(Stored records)
━━━━━━━━━━━━━━━━━━━━

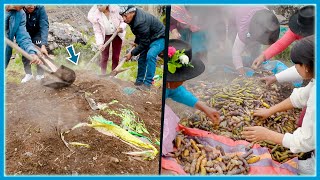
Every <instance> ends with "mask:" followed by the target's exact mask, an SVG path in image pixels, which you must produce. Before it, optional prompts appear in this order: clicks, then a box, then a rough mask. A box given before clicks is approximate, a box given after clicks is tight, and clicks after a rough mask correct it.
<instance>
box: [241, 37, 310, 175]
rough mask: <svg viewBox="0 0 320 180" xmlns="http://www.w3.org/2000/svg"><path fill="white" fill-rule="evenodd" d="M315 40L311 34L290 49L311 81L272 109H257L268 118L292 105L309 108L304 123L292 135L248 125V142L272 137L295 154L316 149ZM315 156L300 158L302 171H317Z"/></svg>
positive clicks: (264, 115) (246, 135)
mask: <svg viewBox="0 0 320 180" xmlns="http://www.w3.org/2000/svg"><path fill="white" fill-rule="evenodd" d="M314 39H315V37H314V36H313V35H312V36H308V37H306V38H304V39H302V40H300V41H299V42H297V43H296V44H295V46H293V48H292V49H291V60H292V62H293V63H294V64H295V67H296V69H297V71H298V73H299V74H300V76H301V77H303V79H306V80H310V82H309V84H308V85H307V86H306V87H302V88H296V89H294V90H293V92H292V94H291V95H290V97H289V98H287V99H286V100H284V101H282V102H280V103H279V104H277V105H275V106H273V107H271V108H270V109H258V110H256V111H254V116H259V117H261V118H262V119H266V118H268V117H269V116H271V115H272V114H275V113H276V112H280V111H286V110H289V109H293V108H303V107H307V110H306V114H305V116H304V118H303V122H302V126H301V127H299V128H298V129H296V130H295V131H294V132H293V133H292V134H291V133H285V134H281V133H278V132H275V131H271V130H269V129H267V128H264V127H261V126H254V127H246V128H244V131H243V132H242V134H243V136H244V137H245V138H246V139H247V140H248V141H260V140H269V141H273V142H275V143H278V144H281V145H283V146H284V147H286V148H289V149H290V151H291V152H293V153H300V152H309V151H312V150H315V137H316V129H315V101H316V98H315V93H316V91H315V79H314V78H315V73H314V61H315V58H314V44H315V43H314ZM314 163H315V162H314V157H313V156H311V157H310V158H308V159H307V160H304V161H299V167H298V168H299V173H300V174H314V173H315V165H314Z"/></svg>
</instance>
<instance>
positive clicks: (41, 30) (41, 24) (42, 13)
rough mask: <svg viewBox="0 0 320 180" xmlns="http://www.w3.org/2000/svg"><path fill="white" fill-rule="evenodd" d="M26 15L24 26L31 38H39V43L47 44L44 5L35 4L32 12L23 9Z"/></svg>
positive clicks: (47, 27) (46, 23)
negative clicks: (24, 26)
mask: <svg viewBox="0 0 320 180" xmlns="http://www.w3.org/2000/svg"><path fill="white" fill-rule="evenodd" d="M24 11H25V13H26V17H27V23H26V28H27V31H28V32H29V34H30V36H31V39H33V38H34V37H40V38H41V45H47V44H48V31H49V21H48V16H47V13H46V10H45V8H44V6H36V7H35V9H34V11H33V12H32V13H29V12H28V11H27V10H26V9H24Z"/></svg>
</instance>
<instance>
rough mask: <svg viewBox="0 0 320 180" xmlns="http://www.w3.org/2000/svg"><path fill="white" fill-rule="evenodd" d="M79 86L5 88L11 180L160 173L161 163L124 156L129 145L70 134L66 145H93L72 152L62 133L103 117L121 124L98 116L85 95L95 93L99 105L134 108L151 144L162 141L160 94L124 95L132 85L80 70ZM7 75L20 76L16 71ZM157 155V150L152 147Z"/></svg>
mask: <svg viewBox="0 0 320 180" xmlns="http://www.w3.org/2000/svg"><path fill="white" fill-rule="evenodd" d="M76 74H77V79H76V81H75V83H74V84H73V85H72V86H70V87H68V88H64V89H60V90H54V89H50V88H47V87H44V86H41V85H40V83H39V82H38V81H31V82H28V83H25V84H17V83H12V82H10V81H8V82H7V83H6V105H5V109H6V133H5V135H6V148H5V149H6V151H5V153H6V157H5V159H6V161H5V168H6V170H5V172H6V174H7V175H20V174H62V175H68V174H69V175H70V174H72V175H78V174H79V175H80V174H90V175H94V174H100V175H103V174H158V171H159V158H158V157H156V158H155V159H154V160H151V161H139V160H135V159H133V158H131V157H129V156H128V155H125V154H123V153H122V152H128V151H133V150H134V149H133V148H132V147H130V146H128V145H127V144H125V143H123V142H121V141H120V140H117V139H115V138H113V137H109V136H106V135H103V134H101V133H99V132H98V131H96V130H95V129H92V128H88V127H84V128H79V129H76V130H74V131H72V132H71V133H69V134H67V135H66V137H65V139H66V140H67V141H69V142H70V141H76V142H82V143H86V144H89V145H90V146H91V147H90V148H84V147H82V148H76V150H75V152H73V153H72V152H71V151H69V150H68V148H67V147H66V146H65V145H64V143H63V141H62V140H61V139H60V136H59V133H60V132H61V131H65V130H67V129H69V128H71V127H73V126H74V125H76V124H77V123H79V122H88V117H89V116H91V115H98V114H101V115H103V116H104V117H105V118H106V119H108V120H111V121H113V122H115V123H116V124H120V122H121V119H120V118H119V117H114V116H110V115H108V114H107V113H105V112H101V111H94V110H92V109H91V108H90V106H89V104H88V103H87V101H86V100H85V98H84V92H90V93H92V94H93V96H92V98H93V99H94V100H95V101H97V102H104V103H108V102H111V101H112V100H114V99H115V100H118V101H119V102H118V103H116V104H113V105H111V106H110V108H111V109H114V110H117V109H118V108H120V107H123V106H126V107H133V108H132V110H134V111H135V112H136V113H137V114H138V116H139V117H140V118H141V119H143V120H144V123H145V125H146V128H147V130H148V131H149V132H150V135H149V137H150V139H152V141H153V142H155V140H160V127H161V118H160V117H161V98H162V97H161V94H162V93H161V89H153V90H152V91H151V92H142V91H138V90H137V91H135V92H134V93H133V94H131V95H126V94H124V93H123V91H122V90H123V88H124V87H134V85H133V84H132V83H130V82H123V81H120V80H117V79H108V78H100V77H98V76H97V75H95V74H89V73H88V72H85V71H77V72H76ZM7 76H17V74H16V73H15V72H14V71H9V72H7ZM154 146H155V147H156V148H157V149H158V150H159V146H158V145H154Z"/></svg>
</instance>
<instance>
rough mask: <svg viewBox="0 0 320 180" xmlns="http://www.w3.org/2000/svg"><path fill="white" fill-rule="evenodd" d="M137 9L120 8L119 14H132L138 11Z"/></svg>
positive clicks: (122, 6) (123, 14)
mask: <svg viewBox="0 0 320 180" xmlns="http://www.w3.org/2000/svg"><path fill="white" fill-rule="evenodd" d="M136 10H137V8H136V7H135V6H133V5H128V6H120V8H119V14H120V15H121V16H122V15H124V14H127V13H129V12H132V11H136Z"/></svg>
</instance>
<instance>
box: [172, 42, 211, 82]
mask: <svg viewBox="0 0 320 180" xmlns="http://www.w3.org/2000/svg"><path fill="white" fill-rule="evenodd" d="M169 46H172V47H174V48H175V49H176V50H185V52H184V53H185V55H187V56H188V57H189V61H190V63H191V64H192V65H193V67H189V66H187V67H186V66H182V67H180V68H177V70H176V72H175V73H173V74H172V73H170V72H169V71H168V72H167V82H180V81H186V80H189V79H192V78H195V77H197V76H199V75H200V74H201V73H203V72H204V70H205V66H204V64H203V62H202V61H201V60H200V59H199V58H198V57H196V56H192V48H191V45H190V44H189V43H187V42H185V41H182V40H179V39H170V40H169Z"/></svg>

━━━━━━━━━━━━━━━━━━━━

**Exercise instructions:**
Could the data above be repeated exactly, with every picture dropped?

**Expected answer:**
Every <instance> ends with "mask:" followed by the target's exact mask, an SVG path in image pixels, which you must produce. Before it, optional prompts appear in this order: clicks, then a box, then a rough mask. A box given before clicks is approximate, a box given after clicks is tight, and clicks after a rough mask correct it.
<instance>
box: [241, 37, 310, 175]
rough mask: <svg viewBox="0 0 320 180" xmlns="http://www.w3.org/2000/svg"><path fill="white" fill-rule="evenodd" d="M315 40L311 34L290 49L311 81L272 109H257L268 118L292 105L309 108L304 123L292 135L248 125V142L272 137L295 154L316 149ZM315 156L300 158L302 171H317Z"/></svg>
positive clicks: (264, 115) (246, 135)
mask: <svg viewBox="0 0 320 180" xmlns="http://www.w3.org/2000/svg"><path fill="white" fill-rule="evenodd" d="M314 39H315V37H314V36H313V35H312V36H308V37H306V38H304V39H302V40H300V41H299V42H297V43H296V44H295V46H293V48H292V49H291V60H292V62H293V63H294V64H295V67H296V69H297V71H298V73H299V74H300V76H301V77H303V79H306V80H310V82H309V84H308V85H307V86H306V87H302V88H296V89H294V90H293V92H292V94H291V95H290V97H289V98H287V99H286V100H284V101H282V102H280V103H279V104H277V105H275V106H273V107H271V108H270V109H258V110H256V111H254V116H259V117H261V118H262V119H266V118H268V117H269V116H271V115H272V114H275V113H276V112H280V111H286V110H289V109H293V108H303V107H307V110H306V114H305V116H304V118H303V122H302V126H301V127H299V128H298V129H296V130H295V131H294V132H293V133H292V134H291V133H285V134H281V133H278V132H275V131H271V130H269V129H267V128H264V127H261V126H254V127H246V128H244V131H243V132H242V134H243V136H244V137H245V138H246V139H247V140H248V141H260V140H269V141H273V142H275V143H278V144H281V145H283V146H284V147H286V148H289V149H290V151H291V152H293V153H300V152H309V151H312V150H315V137H316V129H315V101H316V98H315V93H316V91H315V79H314V78H315V73H314V61H315V58H314V44H315V43H314ZM314 163H315V162H314V157H313V156H311V157H310V158H308V159H307V160H304V161H299V167H298V168H299V173H300V174H314V173H315V165H314Z"/></svg>
</instance>
<instance>
positive clicks: (41, 30) (41, 24) (42, 13)
rough mask: <svg viewBox="0 0 320 180" xmlns="http://www.w3.org/2000/svg"><path fill="white" fill-rule="evenodd" d="M26 15L24 26L31 38H39V43L47 44L44 5L35 4L32 12L23 9Z"/></svg>
positive clicks: (47, 27) (46, 23)
negative clicks: (24, 26)
mask: <svg viewBox="0 0 320 180" xmlns="http://www.w3.org/2000/svg"><path fill="white" fill-rule="evenodd" d="M24 11H25V13H26V17H27V23H26V28H27V31H28V32H29V34H30V36H31V39H33V38H34V37H40V38H41V45H47V44H48V31H49V21H48V16H47V13H46V10H45V8H44V6H36V7H35V9H34V11H33V12H32V13H29V12H28V11H27V10H26V9H24Z"/></svg>
</instance>
<instance>
rough mask: <svg viewBox="0 0 320 180" xmlns="http://www.w3.org/2000/svg"><path fill="white" fill-rule="evenodd" d="M79 86L5 88L11 180L160 173L161 163L124 156L129 145L70 134L66 145H93L72 152L62 133L103 117L121 124L98 116L85 95L95 93L99 105L134 108L151 144L162 141L160 94L124 95L132 85L80 70ZM7 75L20 76L16 71ZM157 155V150L152 147Z"/></svg>
mask: <svg viewBox="0 0 320 180" xmlns="http://www.w3.org/2000/svg"><path fill="white" fill-rule="evenodd" d="M76 74H77V79H76V81H75V83H74V84H73V85H72V86H70V87H68V88H64V89H60V90H54V89H50V88H47V87H44V86H41V85H40V83H39V82H38V81H31V82H28V83H25V84H17V83H12V82H10V81H8V82H7V83H6V105H5V109H6V133H5V135H6V148H5V149H6V151H5V153H6V157H5V159H6V161H5V168H6V170H5V172H6V174H7V175H20V174H62V175H68V174H69V175H70V174H72V175H78V174H79V175H80V174H90V175H94V174H100V175H103V174H158V171H159V158H158V157H156V158H155V159H154V160H151V161H139V160H135V159H133V158H131V157H129V156H128V155H125V154H123V153H122V152H128V151H133V150H134V149H133V148H132V147H130V146H128V145H127V144H125V143H123V142H121V141H120V140H117V139H115V138H113V137H109V136H106V135H103V134H101V133H99V132H98V131H96V130H95V129H92V128H88V127H84V128H79V129H76V130H74V131H72V132H71V133H69V134H67V135H66V137H65V139H66V140H67V141H69V142H70V141H76V142H82V143H86V144H89V145H90V146H91V147H90V148H84V147H82V148H76V150H75V152H73V153H72V152H71V151H69V150H68V148H67V147H66V146H65V145H64V143H63V141H62V140H61V139H60V136H59V133H60V132H61V131H65V130H67V129H69V128H71V127H73V126H74V125H76V124H77V123H79V122H88V117H89V116H91V115H98V114H101V115H103V116H104V117H105V118H106V119H108V120H111V121H113V122H115V123H116V124H120V122H121V119H120V118H119V117H114V116H110V115H108V114H107V113H105V112H101V111H94V110H92V109H91V108H90V106H89V104H88V103H87V101H86V100H85V98H84V92H90V93H92V94H93V96H92V98H93V99H94V100H95V101H97V102H104V103H108V102H111V101H112V100H114V99H115V100H118V101H119V102H118V103H116V104H113V105H111V106H110V108H111V109H114V110H117V109H118V108H120V107H123V106H126V107H133V108H132V110H134V111H135V112H136V113H137V114H138V116H139V117H140V118H141V119H143V120H144V123H145V125H146V128H147V130H148V131H149V132H150V135H149V137H150V139H152V141H153V142H155V140H160V127H161V118H160V117H161V98H162V97H161V94H162V93H161V89H153V90H152V91H151V92H142V91H138V90H137V91H135V92H134V93H133V94H131V95H126V94H124V93H123V91H122V90H123V88H124V87H134V85H133V84H132V83H130V82H123V81H120V80H117V79H108V78H100V77H98V76H97V75H95V74H89V73H88V72H85V71H77V72H76ZM7 76H17V74H16V73H15V72H14V71H9V72H7ZM154 146H155V147H156V148H157V149H158V150H159V146H158V145H154Z"/></svg>
</instance>
<instance>
rough mask: <svg viewBox="0 0 320 180" xmlns="http://www.w3.org/2000/svg"><path fill="white" fill-rule="evenodd" d="M137 9L120 8L119 14H132L138 11Z"/></svg>
positive clicks: (122, 6) (123, 14)
mask: <svg viewBox="0 0 320 180" xmlns="http://www.w3.org/2000/svg"><path fill="white" fill-rule="evenodd" d="M136 10H137V8H136V7H135V6H133V5H128V6H120V8H119V14H120V15H121V16H122V15H124V14H127V13H129V12H132V11H136Z"/></svg>
</instance>
<instance>
box: [172, 42, 211, 82]
mask: <svg viewBox="0 0 320 180" xmlns="http://www.w3.org/2000/svg"><path fill="white" fill-rule="evenodd" d="M169 46H172V47H174V48H175V49H176V50H185V52H184V53H185V55H187V56H188V57H189V61H190V63H191V64H192V65H193V67H189V66H187V67H186V66H182V67H180V68H177V70H176V72H175V73H173V74H172V73H170V72H169V71H168V72H167V82H180V81H186V80H189V79H192V78H195V77H197V76H199V75H200V74H201V73H203V72H204V70H205V66H204V64H203V62H202V61H201V60H200V59H199V58H198V57H196V56H192V48H191V45H190V44H189V43H187V42H185V41H182V40H179V39H170V40H169Z"/></svg>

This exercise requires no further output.